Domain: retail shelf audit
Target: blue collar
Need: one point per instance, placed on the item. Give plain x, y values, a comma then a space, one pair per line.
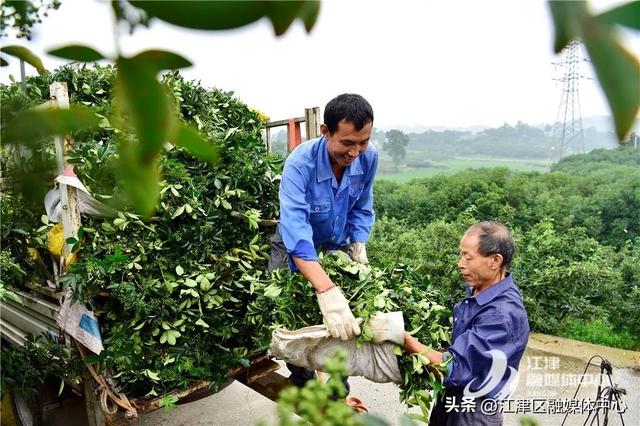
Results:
323, 163
492, 292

▶ _WHAT IS NEEDED_
Pull out every line of the records that contains the string "point". Match case: a line counts only if its capitalization is the same.

▶ _FINAL ANSWER_
Need: one point per instance, placed on the item. Give plain x, y values, a comma then a space, one pair per line.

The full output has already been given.